** EXERCISE **
Please carry on the advice about checking a 2N3904 transistor circuit, starting right after its last sentence.

----- READING TEXT

The first thing to check is the voltage of the power supply. If this is a \$9\:\text{V}\$ battery that was sitting on a lab shelf, definitely check it out with a meter -- using a \$1\:\text{k}\Omega\$ resistor across its terminals while you use the meter to measure the voltage. If this is a commercial power supply, check it anyway. It doesn't hurt to verify that your voltage is what it is supposed to be.

The next thing to check is the resistor values. Make sure they are near the values you are told they should be. Again, a few moments spent here can save you lots of time, later. It's only five resistors, so it shouldn't take a lot of time.

It's a good idea to have checked the datasheet for the specific BJT you are using. The 2N3904 comes in a variety of packages and I wouldn't be surprised to find different pinouts even for the same TO-92 package. It's worth a moment to make sure you know where your pins are located. I won't suggest that you spend time checking out the BJT, since you will be doing that soon enough when you plug it into the circuit. But if you do have a transistor checker available, please do use it.

----------
----- ENTRIES SUPPLIED

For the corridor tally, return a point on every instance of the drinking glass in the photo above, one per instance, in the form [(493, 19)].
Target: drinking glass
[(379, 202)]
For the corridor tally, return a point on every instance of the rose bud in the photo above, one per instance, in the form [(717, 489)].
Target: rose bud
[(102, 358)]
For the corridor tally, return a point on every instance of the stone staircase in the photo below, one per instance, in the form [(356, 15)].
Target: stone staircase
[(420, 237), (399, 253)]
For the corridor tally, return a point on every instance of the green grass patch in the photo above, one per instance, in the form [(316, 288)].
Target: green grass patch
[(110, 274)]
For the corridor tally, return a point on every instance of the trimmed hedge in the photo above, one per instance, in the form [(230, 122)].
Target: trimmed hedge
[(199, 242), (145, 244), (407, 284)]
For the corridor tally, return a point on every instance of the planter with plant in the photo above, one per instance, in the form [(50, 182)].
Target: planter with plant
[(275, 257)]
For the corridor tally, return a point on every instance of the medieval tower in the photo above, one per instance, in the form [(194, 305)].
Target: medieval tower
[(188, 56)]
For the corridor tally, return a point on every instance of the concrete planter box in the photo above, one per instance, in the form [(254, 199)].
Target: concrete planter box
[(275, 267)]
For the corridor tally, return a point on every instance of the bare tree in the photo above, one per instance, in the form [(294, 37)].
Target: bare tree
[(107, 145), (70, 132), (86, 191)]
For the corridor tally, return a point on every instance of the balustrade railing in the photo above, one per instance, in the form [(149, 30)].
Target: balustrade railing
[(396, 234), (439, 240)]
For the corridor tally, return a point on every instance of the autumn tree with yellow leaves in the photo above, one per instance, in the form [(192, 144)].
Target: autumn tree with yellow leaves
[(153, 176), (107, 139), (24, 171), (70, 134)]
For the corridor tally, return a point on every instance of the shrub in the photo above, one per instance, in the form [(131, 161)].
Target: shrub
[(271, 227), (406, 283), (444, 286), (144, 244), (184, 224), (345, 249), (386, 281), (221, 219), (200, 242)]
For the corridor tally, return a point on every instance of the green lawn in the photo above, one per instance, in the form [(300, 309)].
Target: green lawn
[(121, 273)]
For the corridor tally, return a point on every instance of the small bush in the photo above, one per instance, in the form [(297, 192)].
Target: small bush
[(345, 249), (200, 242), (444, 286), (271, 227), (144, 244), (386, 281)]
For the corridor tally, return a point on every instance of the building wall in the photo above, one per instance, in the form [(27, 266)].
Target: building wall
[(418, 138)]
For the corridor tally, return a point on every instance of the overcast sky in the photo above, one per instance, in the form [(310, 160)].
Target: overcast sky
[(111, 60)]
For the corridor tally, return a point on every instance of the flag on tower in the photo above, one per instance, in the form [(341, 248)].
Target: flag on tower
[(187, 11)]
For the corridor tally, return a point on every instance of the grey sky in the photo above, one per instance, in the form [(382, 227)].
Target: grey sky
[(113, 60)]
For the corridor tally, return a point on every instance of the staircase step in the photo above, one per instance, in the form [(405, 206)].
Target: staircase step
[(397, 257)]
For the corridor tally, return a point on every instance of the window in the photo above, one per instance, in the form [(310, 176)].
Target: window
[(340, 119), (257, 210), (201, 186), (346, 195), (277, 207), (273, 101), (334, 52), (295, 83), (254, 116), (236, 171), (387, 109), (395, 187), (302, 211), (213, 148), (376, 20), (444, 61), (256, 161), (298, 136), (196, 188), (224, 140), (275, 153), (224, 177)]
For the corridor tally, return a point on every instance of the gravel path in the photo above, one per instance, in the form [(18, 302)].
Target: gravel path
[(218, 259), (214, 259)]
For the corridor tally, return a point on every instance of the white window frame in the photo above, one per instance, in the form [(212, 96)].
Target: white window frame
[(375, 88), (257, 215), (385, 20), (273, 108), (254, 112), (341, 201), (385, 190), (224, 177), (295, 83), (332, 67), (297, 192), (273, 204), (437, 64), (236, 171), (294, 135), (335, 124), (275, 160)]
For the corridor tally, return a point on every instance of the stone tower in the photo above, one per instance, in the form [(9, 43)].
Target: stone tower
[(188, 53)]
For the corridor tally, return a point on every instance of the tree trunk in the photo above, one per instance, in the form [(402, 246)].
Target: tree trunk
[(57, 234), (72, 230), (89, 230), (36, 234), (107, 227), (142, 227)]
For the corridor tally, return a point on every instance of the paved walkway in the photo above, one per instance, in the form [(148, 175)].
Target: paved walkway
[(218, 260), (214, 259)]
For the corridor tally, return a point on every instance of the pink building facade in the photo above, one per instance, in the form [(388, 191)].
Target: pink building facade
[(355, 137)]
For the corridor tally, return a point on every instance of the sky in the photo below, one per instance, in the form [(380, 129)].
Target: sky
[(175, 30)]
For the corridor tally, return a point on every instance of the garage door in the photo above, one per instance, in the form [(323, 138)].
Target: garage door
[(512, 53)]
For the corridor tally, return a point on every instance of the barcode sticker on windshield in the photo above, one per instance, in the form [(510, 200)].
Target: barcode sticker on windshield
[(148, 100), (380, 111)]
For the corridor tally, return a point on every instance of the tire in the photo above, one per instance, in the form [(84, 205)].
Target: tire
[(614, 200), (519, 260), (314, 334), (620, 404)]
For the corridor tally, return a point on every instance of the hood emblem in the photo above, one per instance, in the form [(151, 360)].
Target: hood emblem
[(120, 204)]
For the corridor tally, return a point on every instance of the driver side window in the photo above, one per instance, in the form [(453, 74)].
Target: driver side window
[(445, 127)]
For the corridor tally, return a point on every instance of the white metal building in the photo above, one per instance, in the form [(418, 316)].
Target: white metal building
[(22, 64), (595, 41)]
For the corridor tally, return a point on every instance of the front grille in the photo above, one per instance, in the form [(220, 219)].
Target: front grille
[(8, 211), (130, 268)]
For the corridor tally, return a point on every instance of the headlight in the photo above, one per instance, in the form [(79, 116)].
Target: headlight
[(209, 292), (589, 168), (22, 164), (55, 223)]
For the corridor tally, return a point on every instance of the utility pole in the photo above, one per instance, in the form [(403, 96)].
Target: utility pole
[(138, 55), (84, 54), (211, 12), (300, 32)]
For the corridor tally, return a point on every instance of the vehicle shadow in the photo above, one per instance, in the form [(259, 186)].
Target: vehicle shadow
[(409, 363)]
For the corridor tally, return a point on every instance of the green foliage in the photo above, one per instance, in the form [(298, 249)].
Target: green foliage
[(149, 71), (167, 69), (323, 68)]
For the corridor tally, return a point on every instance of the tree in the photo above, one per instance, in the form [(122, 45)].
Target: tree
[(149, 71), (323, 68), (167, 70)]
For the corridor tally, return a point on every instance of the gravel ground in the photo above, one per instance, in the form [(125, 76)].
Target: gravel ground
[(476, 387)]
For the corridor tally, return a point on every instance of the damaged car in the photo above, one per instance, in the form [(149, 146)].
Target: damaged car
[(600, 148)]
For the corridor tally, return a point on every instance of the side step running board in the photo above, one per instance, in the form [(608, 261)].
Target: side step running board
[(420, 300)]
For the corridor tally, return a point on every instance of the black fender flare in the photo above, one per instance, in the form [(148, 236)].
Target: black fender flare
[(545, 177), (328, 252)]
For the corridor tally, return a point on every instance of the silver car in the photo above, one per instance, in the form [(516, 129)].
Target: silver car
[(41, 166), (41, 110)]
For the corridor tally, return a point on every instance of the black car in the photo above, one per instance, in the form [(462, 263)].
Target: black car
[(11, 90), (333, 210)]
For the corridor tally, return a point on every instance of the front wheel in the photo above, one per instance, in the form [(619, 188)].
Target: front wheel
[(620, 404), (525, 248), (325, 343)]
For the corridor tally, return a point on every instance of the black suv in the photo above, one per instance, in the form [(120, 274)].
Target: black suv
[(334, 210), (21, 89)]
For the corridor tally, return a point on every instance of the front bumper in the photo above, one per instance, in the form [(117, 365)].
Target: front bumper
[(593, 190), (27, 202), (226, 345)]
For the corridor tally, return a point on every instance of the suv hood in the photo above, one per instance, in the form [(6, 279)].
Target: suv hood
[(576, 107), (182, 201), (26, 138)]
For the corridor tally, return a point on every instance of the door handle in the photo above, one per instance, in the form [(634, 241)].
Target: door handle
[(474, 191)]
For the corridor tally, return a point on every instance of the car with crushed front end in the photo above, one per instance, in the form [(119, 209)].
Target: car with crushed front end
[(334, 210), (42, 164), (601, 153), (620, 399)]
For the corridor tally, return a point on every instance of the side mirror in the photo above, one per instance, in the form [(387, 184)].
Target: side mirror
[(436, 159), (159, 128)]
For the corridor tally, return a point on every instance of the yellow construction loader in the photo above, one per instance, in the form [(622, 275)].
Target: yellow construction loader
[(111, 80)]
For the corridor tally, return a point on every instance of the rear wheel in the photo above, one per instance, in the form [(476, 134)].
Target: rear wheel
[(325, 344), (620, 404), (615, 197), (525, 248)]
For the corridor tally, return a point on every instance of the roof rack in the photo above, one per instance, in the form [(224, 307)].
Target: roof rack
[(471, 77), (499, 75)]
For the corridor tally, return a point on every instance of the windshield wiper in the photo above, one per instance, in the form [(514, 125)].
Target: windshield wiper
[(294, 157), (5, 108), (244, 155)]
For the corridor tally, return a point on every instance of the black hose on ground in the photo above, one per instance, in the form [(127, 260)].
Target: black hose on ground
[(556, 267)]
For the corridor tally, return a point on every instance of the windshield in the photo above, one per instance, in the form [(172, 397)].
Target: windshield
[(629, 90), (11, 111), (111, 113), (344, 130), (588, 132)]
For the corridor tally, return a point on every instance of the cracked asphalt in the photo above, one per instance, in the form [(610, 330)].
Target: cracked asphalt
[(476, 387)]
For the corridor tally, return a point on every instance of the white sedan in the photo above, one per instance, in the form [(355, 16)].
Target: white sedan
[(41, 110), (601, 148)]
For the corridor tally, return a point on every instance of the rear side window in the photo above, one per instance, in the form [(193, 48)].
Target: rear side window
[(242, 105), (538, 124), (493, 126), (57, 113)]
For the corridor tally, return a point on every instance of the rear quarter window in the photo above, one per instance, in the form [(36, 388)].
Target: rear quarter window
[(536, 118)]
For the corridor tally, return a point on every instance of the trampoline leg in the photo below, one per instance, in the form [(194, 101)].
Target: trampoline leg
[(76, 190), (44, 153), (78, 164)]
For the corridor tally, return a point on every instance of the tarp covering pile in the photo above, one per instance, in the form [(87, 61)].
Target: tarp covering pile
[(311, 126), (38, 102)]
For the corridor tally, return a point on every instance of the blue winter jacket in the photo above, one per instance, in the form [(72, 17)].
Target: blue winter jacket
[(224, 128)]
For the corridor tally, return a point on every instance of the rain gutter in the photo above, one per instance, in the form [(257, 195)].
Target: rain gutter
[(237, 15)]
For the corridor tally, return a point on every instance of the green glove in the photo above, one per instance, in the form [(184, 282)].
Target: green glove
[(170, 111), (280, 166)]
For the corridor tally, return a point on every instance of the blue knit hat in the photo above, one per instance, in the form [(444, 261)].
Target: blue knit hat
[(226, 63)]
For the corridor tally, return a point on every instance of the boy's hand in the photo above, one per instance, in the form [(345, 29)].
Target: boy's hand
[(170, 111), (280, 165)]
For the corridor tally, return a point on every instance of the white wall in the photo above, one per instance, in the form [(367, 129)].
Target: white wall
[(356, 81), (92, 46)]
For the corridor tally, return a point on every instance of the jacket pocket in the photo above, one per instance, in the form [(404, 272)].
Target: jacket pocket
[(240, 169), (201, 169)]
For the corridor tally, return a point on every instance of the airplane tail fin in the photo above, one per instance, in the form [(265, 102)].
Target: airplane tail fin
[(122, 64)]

----------

** THE OUTPUT **
Finally, check your wiring two or three times over. I make mistakes. So you can make them, too. Check things over several times. Might save more time, later.


I won't explain, but I'll do a few quick calculations for you. These will be added here so that you can check this out with a voltmeter before running your tests.

Assuming that the BJT isn't saturated, the base current should be:

$$I_\text{B}=\frac{V_\text{TH}-V_\text{BE}}{R_\text{TH}+\left(\beta+1\right)\:R_\text{E}}$$

Here, \$R_\text{E}=200\:\Omega+2.2\:\text{k}\Omega=2.4\:\text{k}\Omega\$, \$R_\text{TH}=\frac{R_1\:R_2}{R_1+R_2}\$ and \$V_\text{TH}=9\:\text{V}\frac{R_2}{R_1+R_2}\$. The value for \$V_\text{BE}\$ will vary a little, but I can already tell that it's closer to \$600\:\text{mV}\$ than to \$700\:\text{mV}\$. So I'll just pick something just under the middle of that. This gives me about \$800\:\text{nA}\$ for the base current (using a random guess for \$\beta\approx 260\$.) And therefore a collector current of only about \$210\:\mu\text{A}\$. About a \$2.1\:\text{V}\$ drop across the collector resistor.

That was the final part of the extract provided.